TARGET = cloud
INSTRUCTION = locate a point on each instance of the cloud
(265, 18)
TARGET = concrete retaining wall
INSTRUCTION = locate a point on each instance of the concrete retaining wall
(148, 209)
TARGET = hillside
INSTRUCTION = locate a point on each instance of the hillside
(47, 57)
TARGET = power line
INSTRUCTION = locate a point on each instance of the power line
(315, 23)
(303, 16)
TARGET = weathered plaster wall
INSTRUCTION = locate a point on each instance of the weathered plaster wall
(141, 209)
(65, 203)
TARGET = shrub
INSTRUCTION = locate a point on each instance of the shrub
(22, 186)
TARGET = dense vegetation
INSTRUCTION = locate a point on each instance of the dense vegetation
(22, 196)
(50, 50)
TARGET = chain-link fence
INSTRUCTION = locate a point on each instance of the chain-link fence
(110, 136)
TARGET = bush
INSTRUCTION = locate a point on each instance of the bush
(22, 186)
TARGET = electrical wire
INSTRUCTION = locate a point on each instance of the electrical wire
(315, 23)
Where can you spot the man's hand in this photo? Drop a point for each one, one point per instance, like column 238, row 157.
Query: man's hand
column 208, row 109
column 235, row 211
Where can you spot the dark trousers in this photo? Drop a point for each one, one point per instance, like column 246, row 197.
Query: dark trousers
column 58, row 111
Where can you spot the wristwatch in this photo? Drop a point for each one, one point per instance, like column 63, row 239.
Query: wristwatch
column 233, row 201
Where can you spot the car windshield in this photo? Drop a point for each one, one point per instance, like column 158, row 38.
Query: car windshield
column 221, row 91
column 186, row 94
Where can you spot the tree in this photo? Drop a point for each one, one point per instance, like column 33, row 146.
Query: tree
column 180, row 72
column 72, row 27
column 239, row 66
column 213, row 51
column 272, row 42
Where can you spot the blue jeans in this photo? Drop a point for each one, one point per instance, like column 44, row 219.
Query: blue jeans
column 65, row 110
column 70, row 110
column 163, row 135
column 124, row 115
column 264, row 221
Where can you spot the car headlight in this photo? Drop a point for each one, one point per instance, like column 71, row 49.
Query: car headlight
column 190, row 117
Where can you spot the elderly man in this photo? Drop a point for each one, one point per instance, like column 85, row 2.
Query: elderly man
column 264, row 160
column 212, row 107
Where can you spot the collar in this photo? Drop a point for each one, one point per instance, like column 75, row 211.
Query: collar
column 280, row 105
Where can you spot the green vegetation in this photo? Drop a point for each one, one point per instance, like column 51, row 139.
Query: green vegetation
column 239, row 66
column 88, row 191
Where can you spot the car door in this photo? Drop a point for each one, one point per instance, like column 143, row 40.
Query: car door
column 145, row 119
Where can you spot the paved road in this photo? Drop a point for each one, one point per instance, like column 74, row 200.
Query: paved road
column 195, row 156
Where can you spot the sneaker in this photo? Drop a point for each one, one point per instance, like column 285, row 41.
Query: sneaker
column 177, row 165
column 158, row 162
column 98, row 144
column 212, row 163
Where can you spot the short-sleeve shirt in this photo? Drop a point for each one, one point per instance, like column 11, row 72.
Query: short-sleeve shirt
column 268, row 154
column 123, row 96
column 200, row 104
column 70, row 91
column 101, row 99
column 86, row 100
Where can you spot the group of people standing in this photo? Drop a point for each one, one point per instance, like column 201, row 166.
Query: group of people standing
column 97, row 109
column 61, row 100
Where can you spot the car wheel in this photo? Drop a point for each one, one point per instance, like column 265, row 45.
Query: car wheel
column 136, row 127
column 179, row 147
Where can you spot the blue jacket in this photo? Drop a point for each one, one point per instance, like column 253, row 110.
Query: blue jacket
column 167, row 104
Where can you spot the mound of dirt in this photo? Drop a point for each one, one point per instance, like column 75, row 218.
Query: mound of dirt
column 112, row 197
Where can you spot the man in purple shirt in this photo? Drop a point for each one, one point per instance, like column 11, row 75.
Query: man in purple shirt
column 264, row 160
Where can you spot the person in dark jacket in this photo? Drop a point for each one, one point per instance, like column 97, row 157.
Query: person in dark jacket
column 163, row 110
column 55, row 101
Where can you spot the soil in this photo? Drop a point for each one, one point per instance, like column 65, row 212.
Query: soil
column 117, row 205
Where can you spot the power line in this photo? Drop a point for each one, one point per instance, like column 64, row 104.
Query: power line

————

▶ [What to produce] Starting at the line with "INSTRUCTION = locate a point on each instance of the dense" and ending at the line with "TARGET = electrical wire", print each line of the listing above exactly, with no other lines.

▶ [Completed exercise]
INSTRUCTION = locate a point on each instance of the dense vegetation
(22, 196)
(50, 50)
TARGET = chain-link fence
INSTRUCTION = locate a point on each instance of the chain-link fence
(110, 136)
TARGET = bush
INSTRUCTION = locate a point on each instance of the bush
(22, 186)
TARGET = electrical wire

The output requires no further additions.